### 設問の指示
1. JOLEDの記事をもとに、次の問いに答えてください。答えには問いと同じ記号を付け、一行に一つずつ書く。
(a) 本格的な量産開始は何年を目指しているか。
(b) 12月5日に出荷されたパネルの出荷先はどこか。
(c) パネルの製造はどの工場の生産ラインで行うか。
2. JOLEDの記事を、最後の文の後から書き進める。

··· 記事本文

JOLEDが、RGB印刷方式で製造した21.6型4K有機ELパネルを製品化し、出荷を開始した。最初の製品はソニーの医療関連事業に納品されたという。JOLEDは、韓国勢が採用する蒸着方式では製造が難しい、中型パネル領域を狙う。
日本メーカーから、RGB印刷方式で製造した有機ELパネルがついに出荷された。
JOLEDは2017年12月5日、東京都内で記者説明会を開催し、同社のRGB印刷技術で製造した21.6型の4K(3840RGB×2160画素)有機ELパネルの出荷を開始したと発表した。印刷方式の有機ELパネルの製品出荷は「世界初」(同社)とする。本格的な量産開始は2019年を目指す。
精細度は204ppiで、ピーク時の輝度は350カンデラ/m2。コントラスト比は100万対1。消費電力は14.6W(40%Window/6500Kにおいて)。寿命は1000時間(350カンデラ/m2時)とする。同社は2017年4月からパネルを有償でサンプル出荷していたが、今回は製品として出荷を開始した(関連記事:JOLED、印刷法で21.6型有機ELを製品化、次は大型へ)。主な仕様は、サンプル出荷時と変わっていない。
JOLEDのCTO(最高技術責任者)兼CQO(最高品質責任者)を務める田窪米治氏は、12月5日に出荷されたパネルの量および価格は非公開としたが、出荷先についてはソニーの医療関連事業と明かした。
製造は、ジャパンディスプレイ(JDI)の石川工場(石川県川北町)の生産ラインで行う。ただ、同生産ラインはあくまでパイロットラインで、月産2000枚(21.6型は3面取りできるので、パネルとしては月産6000枚)と、製造の規模としては少ない。
JOLEDが狙うのは、12〜32型くらいの中型パネルの領域だ。同社の管理部門 広報チーム マネジャーを務める加藤敦氏によれば、この領域は「需要があるにもかかわらず、有機ELパネルとしては、まだ市場が形成されていないところ」だという。

······
··· 提供データ

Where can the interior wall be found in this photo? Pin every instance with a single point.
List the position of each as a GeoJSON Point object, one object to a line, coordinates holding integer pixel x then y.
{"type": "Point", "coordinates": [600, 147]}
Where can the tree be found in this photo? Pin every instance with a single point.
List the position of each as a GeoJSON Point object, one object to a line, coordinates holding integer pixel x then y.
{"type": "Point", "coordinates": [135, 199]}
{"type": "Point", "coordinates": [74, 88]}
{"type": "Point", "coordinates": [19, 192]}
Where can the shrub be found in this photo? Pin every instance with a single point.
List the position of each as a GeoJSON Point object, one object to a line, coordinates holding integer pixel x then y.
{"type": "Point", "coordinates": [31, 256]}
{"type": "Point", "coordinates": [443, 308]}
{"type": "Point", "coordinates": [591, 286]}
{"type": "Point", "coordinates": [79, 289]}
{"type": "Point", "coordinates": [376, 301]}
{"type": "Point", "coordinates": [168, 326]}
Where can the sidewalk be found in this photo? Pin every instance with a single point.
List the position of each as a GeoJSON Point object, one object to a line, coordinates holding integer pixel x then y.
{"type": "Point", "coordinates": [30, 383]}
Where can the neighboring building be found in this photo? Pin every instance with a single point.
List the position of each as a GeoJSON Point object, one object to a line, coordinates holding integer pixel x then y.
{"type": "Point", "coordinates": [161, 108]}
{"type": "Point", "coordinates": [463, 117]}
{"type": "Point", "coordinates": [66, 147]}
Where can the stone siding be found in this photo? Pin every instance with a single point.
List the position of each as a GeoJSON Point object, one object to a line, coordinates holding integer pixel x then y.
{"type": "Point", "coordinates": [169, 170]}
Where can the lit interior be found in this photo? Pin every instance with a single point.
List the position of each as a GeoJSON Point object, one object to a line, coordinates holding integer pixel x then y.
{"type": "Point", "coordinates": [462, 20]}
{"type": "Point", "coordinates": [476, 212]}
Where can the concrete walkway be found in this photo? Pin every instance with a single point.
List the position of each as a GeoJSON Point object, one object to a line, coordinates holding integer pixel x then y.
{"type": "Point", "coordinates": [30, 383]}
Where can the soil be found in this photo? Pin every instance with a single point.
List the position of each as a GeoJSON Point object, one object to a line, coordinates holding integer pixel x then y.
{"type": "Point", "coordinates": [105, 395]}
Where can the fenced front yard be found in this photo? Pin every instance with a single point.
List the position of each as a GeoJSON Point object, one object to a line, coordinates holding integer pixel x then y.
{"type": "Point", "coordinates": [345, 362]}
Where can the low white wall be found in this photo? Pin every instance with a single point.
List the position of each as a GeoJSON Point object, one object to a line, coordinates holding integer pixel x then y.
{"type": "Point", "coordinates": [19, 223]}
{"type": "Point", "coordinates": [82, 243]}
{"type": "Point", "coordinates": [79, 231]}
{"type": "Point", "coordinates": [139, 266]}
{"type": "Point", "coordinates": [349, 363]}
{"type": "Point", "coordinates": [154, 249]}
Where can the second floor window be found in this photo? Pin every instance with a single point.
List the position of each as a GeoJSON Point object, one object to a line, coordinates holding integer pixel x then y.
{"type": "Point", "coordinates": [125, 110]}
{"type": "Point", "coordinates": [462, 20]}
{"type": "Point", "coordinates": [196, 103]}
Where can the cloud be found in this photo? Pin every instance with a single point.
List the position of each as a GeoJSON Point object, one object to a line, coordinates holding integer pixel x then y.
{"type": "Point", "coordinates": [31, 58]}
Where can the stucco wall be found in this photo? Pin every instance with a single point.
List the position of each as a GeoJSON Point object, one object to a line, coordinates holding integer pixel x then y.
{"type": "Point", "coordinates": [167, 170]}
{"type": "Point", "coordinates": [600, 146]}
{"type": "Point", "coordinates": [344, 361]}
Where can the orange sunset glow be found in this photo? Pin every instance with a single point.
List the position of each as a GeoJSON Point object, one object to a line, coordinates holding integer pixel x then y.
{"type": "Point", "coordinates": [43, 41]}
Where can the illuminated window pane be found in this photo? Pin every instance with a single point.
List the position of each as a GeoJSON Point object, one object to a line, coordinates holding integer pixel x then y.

······

### 各問の解答
1.
(a) 2019年
(b) ソニーの医療関連事業
(c) ジャパンディスプレイ(JDI)の石川工場(石川県川北町)

2.
有機ELパネル市場ではSamsung ElectronicsとLG Electonicsの韓国メーカーの強さが際立っているが、Samsungが強いのは5〜10型程度のスマートフォンやタブレット向けの小型領域、LGが強いのは50型以上などTV向けの大型領域で、その間がすっぽりと抜けているのである。これは、SamsungとLGが採用している製造法が、中型パネルには向かないからだ。
Samsungが採用しているFMM(Fine Metal Mask)-RGB蒸着法は、メタルマスクを使ってRGBを真空環境で成膜する方式だが、マスクが大型になると、成膜する時の位置ずれが大きくなってしまうという問題がある。一方のLGが採用している白色EL蒸着法は、RGBのEL(発光)層を縦に積層し、それらを白として発光させ(R+G+B=白)、カラーフィルターによってRGBの色を形成する。こちらはカラーフィルターを使用するため光の利用効率が悪くなり、省電力化も難しいので小型化が難しい。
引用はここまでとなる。